* **Exercise aim**:
Please write out the listing below again in its exact form.

[[ Given data open ]]

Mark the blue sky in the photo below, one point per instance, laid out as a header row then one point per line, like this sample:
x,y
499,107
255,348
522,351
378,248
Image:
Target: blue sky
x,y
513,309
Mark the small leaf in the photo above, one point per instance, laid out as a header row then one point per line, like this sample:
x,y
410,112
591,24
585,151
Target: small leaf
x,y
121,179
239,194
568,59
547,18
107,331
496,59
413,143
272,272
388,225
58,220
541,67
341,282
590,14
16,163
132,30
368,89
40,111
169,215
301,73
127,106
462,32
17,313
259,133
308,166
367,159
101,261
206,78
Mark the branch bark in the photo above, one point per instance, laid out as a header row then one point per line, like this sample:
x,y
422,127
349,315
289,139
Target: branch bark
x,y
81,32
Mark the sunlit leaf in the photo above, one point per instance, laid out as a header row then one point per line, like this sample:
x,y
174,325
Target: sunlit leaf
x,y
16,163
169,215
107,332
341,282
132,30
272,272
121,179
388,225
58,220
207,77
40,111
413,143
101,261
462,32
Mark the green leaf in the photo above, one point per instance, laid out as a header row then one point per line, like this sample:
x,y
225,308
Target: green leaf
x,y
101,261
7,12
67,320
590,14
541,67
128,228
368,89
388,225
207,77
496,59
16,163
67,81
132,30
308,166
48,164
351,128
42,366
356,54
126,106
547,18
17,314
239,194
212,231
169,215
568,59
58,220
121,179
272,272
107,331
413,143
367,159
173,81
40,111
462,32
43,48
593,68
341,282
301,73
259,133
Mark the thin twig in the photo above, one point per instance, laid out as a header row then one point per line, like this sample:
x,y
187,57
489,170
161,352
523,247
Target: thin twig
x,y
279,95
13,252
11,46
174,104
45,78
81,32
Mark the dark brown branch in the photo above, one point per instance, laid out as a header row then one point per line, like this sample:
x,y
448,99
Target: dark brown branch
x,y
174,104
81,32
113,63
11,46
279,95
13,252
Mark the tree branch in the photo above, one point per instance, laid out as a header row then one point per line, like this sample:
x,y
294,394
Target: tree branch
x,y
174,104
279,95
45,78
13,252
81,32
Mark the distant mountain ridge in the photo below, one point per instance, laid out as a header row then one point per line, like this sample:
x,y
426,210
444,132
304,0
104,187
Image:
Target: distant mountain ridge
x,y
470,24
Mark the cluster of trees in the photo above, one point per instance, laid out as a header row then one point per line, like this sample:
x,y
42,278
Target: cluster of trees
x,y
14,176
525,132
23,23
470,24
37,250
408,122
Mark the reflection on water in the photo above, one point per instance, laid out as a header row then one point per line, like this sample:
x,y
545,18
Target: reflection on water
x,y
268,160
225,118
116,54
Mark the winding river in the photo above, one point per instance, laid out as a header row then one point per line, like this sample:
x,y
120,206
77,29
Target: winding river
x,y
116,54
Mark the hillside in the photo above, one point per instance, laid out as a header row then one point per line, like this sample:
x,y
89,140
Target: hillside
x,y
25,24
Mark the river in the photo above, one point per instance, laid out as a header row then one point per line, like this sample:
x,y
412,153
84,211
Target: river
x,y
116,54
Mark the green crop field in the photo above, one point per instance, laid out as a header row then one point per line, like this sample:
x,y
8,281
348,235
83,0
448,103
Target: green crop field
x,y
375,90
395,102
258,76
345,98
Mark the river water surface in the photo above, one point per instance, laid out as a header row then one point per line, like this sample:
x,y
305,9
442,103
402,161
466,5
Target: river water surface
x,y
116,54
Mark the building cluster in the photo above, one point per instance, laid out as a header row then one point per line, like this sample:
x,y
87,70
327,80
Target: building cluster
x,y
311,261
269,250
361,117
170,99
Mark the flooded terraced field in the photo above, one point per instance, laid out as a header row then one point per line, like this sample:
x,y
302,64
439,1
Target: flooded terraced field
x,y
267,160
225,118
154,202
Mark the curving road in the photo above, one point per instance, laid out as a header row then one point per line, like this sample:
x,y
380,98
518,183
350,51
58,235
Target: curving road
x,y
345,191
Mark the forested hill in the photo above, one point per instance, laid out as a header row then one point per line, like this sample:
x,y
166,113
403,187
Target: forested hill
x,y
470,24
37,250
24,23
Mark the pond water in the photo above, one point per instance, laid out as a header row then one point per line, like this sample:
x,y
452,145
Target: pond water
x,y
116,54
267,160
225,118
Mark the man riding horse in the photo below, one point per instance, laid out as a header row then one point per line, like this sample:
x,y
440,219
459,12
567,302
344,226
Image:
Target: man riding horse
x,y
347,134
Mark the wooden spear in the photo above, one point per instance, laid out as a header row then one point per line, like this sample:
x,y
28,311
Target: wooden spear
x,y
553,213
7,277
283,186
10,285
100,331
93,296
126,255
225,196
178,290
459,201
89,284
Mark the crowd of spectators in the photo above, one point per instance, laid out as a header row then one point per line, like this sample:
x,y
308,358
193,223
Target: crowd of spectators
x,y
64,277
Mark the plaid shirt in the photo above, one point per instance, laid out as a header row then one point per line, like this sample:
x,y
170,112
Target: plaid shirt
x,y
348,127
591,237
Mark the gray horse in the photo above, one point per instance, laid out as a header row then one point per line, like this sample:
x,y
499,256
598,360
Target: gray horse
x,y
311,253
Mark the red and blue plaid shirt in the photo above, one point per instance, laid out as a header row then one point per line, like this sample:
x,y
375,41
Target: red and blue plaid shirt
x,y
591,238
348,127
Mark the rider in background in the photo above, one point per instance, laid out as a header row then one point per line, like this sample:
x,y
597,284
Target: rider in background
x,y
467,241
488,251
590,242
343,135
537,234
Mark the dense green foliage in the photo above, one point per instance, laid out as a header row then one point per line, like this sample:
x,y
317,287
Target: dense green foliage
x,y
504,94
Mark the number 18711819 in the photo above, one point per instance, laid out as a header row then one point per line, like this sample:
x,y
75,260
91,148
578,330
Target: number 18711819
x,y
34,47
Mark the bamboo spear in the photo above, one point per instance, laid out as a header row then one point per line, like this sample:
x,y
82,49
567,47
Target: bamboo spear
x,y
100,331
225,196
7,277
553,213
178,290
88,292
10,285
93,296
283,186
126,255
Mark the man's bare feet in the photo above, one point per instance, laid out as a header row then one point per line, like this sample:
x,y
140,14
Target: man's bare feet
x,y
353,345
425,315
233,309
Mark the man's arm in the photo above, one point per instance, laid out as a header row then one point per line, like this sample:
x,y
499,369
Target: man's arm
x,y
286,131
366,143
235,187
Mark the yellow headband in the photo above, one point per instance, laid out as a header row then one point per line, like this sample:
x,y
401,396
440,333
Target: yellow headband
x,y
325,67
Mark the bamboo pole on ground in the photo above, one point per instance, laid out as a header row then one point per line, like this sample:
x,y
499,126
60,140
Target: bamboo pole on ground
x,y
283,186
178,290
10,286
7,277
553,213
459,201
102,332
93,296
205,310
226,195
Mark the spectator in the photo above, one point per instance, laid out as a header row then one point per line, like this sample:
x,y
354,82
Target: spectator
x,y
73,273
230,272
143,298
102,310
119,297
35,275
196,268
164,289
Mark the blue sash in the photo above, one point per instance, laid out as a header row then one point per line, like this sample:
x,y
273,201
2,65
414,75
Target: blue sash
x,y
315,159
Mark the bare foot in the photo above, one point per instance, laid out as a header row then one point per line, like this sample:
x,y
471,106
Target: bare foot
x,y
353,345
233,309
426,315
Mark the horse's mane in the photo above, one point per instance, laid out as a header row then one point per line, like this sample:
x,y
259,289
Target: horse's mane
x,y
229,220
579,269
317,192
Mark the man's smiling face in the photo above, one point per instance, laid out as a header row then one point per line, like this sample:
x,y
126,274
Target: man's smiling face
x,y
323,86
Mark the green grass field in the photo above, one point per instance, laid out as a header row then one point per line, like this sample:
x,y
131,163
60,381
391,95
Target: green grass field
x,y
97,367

[[ Given data closed ]]

* **Task answer**:
Mark the blue sky in the photo below, one point per instance, laid out as a header row then one point per line, like this sample:
x,y
499,107
255,348
522,351
378,248
Image:
Target: blue sky
x,y
513,309
Mark the small leaf in the photo above, one point per instance, laid out as a header row then one point per line, like this sample:
x,y
410,112
591,24
585,151
Target: small leaf
x,y
121,179
239,194
568,59
547,18
107,331
496,59
413,143
272,272
388,225
58,220
541,67
341,282
590,14
16,163
132,30
368,89
40,111
169,215
301,73
127,106
462,32
17,313
259,133
308,166
367,159
101,261
206,78
Mark the branch bark in the photo above, one point per instance, laid out as a header row then one point per line, like this sample:
x,y
422,127
349,315
289,139
Target: branch bark
x,y
81,32
Mark the sunlit leaf in the photo above, one point per instance, laid out as a header row then one point per line, like this sample:
x,y
174,325
Target: sunlit leaf
x,y
16,163
169,215
107,332
341,282
132,30
272,272
121,179
388,225
58,220
207,77
40,111
413,143
101,261
462,32
Mark the green leaf in the photo above, one point per instance, laid out as a header row then one point per line, like this sample:
x,y
225,308
Target: green leaf
x,y
101,261
7,12
67,320
590,14
541,67
128,228
368,89
388,225
207,77
496,59
16,163
67,81
132,30
308,166
48,164
351,128
42,366
356,54
126,106
547,18
17,314
239,194
212,231
169,215
568,59
58,220
121,179
272,272
107,331
413,143
367,159
173,81
40,111
462,32
43,48
593,68
341,282
301,73
259,133
Mark the thin twig in the photo above, one point per instance, laid out as a header row then one point per line, like this sample:
x,y
187,57
489,170
161,352
523,247
Target: thin twig
x,y
279,95
13,252
11,46
174,104
45,78
81,32
Mark the dark brown branch in the photo above, one point per instance, laid out as a header row then one point per line, like this sample:
x,y
448,99
Target: dark brown branch
x,y
174,104
81,32
113,63
11,46
279,95
13,252
Mark the tree branch in the photo above, one point per instance, laid out as a header row then one point per line, like this sample:
x,y
294,394
Target: tree branch
x,y
174,104
279,95
45,78
13,252
81,32
Mark the distant mountain ridge in the photo below, one point per instance, laid out as a header row then one point per line, like this sample:
x,y
426,210
444,132
304,0
104,187
Image:
Target: distant mountain ridge
x,y
470,24
Mark the cluster of trees in the photo above, one point per instance, laid out as a header row then one point per line, like this sample:
x,y
42,278
Target: cluster of trees
x,y
14,176
525,132
23,23
470,24
37,250
408,122
Mark the reflection on water in the photo above, one point per instance, laid out as a header row then one point per line, like this sample:
x,y
545,18
Target: reflection on water
x,y
268,160
225,118
116,54
Mark the winding river in the photo above, one point per instance, laid out as a header row then one point per line, like this sample:
x,y
120,206
77,29
Target: winding river
x,y
116,54
Mark the hillside in the photo above, one point per instance, laid out as a header row then one point per line, like this sample:
x,y
89,140
Target: hillside
x,y
25,24
Mark the river in the photo above, one point per instance, laid out as a header row then one point per line, like this sample:
x,y
412,153
84,211
Target: river
x,y
116,54
Mark the green crop field in the photo above, one point per instance, laid out as a header row then one point per line, like this sample:
x,y
8,281
348,235
83,0
448,103
Target: green crop field
x,y
375,90
395,102
258,76
345,98
Mark the river water surface in the photo above, one point per instance, laid out as a header row then one point per line, like this sample:
x,y
305,9
442,103
402,161
466,5
Target: river water surface
x,y
116,54
Mark the building cluster in the photo above, one point per instance, laid out as a header row then one point per line, like this sample:
x,y
87,70
327,80
Target: building cluster
x,y
311,261
269,250
361,117
170,99
Mark the flooded terraced field in the photo above, one point per instance, laid out as a header row then one point per line, like this sample:
x,y
302,64
439,1
Target: flooded terraced field
x,y
267,160
225,118
154,202
Mark the curving road in the photo above, one point per instance, laid out as a header row then one point per line, like this sample:
x,y
380,98
518,183
350,51
58,235
Target: curving road
x,y
345,191
Mark the forested hill in the photo above, one point per instance, laid out as a header row then one point per line, like this sample:
x,y
166,113
403,187
Target: forested hill
x,y
470,24
37,250
24,23
Mark the pond water in the photo above, one point per instance, laid out as a header row then one point per line, like this sample:
x,y
452,145
Target: pond water
x,y
116,54
267,160
225,118
Mark the man riding horse in the photo below, one point per instance, laid out as a header row then one point per line, like this sample:
x,y
440,219
459,12
567,302
344,226
Image:
Target: man riding horse
x,y
347,134
Mark the wooden spear in the photo above, one point per instance, laid out as a header row then one point per line, like this sample:
x,y
28,311
Target: wooden spear
x,y
553,213
7,277
283,186
10,285
100,331
93,296
126,255
225,196
178,290
459,201
89,284
Mark the crowd of spectators in the photo above, one point per instance, laid out as a header row then one point per line, like this sample:
x,y
308,358
193,223
Target: crowd of spectators
x,y
64,277
Mark the plaid shirt in the photo above, one point per instance, laid out as a header row then one point per line, like this sample:
x,y
170,112
Target: plaid shirt
x,y
348,127
591,237
Mark the gray horse in the photo above, one point per instance, laid out as a header row then one point per line, like this sample:
x,y
499,256
598,360
Target: gray horse
x,y
311,253
Mark the red and blue plaid shirt in the photo above, one point per instance, laid out as a header row then one point per line, like this sample:
x,y
375,41
Target: red and blue plaid shirt
x,y
591,238
348,127
Mark the rider in background in the photo above, one point per instance, laid out as a header row then one point per line, like this sample:
x,y
597,284
Target: rider in background
x,y
467,241
488,251
590,242
343,135
537,234
Mark the dense green foliage in the photo above, one point per instance, laid out as a header row then one point per line, like this sample:
x,y
317,287
Target: dense green foliage
x,y
504,94
Mark the number 18711819 in the photo above, one point per instance, laid out as a header row then one point per line, like this sample:
x,y
75,260
91,148
578,330
Target: number 18711819
x,y
34,47
Mark the bamboo spear in the photo above, one point per instance, laid out as a header row then one point per line, like this sample:
x,y
82,49
567,47
Target: bamboo spear
x,y
100,331
225,196
7,277
553,213
178,290
88,292
10,285
93,296
283,186
126,255
Mark the man's bare feet in the photo above, one point per instance, laid out as a header row then one point per line, like this sample:
x,y
140,14
Target: man's bare feet
x,y
353,345
425,315
233,309
Mark the man's arm in the photo above, one point per instance, laid out as a header row then one point per line, like this sample:
x,y
499,369
Target: man's arm
x,y
286,131
366,143
235,187
Mark the yellow headband in the photo above, one point per instance, laid out as a header row then one point per line, like this sample:
x,y
401,396
440,333
Target: yellow headband
x,y
325,67
Mark the bamboo pole on ground in the photo above, one point per instance, laid out as a header row then one point per line, like this sample:
x,y
499,126
60,140
Target: bamboo pole on ground
x,y
283,186
178,290
10,286
7,277
553,213
459,201
102,332
93,296
205,310
226,195
Mark the spectator in the photo above, one point per instance, laid out as a header row then one point per line, like this sample:
x,y
354,82
Target: spectator
x,y
73,273
230,272
143,298
102,310
119,297
35,275
196,268
164,289
Mark the blue sash in the photo above, one point per instance, laid out as a header row then one point per line, like this sample:
x,y
273,201
2,65
414,75
Target: blue sash
x,y
315,159
Mark the bare foot in the photo above, one point per instance, laid out as a header row then one point per line, like this sample:
x,y
471,106
Target: bare foot
x,y
353,345
233,309
426,315
Mark the horse's mane in the photo above, one point per instance, laid out as a header row then one point per line, like this sample:
x,y
259,289
Target: horse's mane
x,y
229,220
579,269
317,192
Mark the man's smiling face in the photo above, one point per instance, laid out as a header row then one point per line, like this sample:
x,y
126,274
Target: man's smiling face
x,y
323,86
Mark the green grass field in the photo above, one point per instance, laid out as a header row then one point per line, like this sample:
x,y
131,163
60,381
391,95
Target: green grass field
x,y
97,367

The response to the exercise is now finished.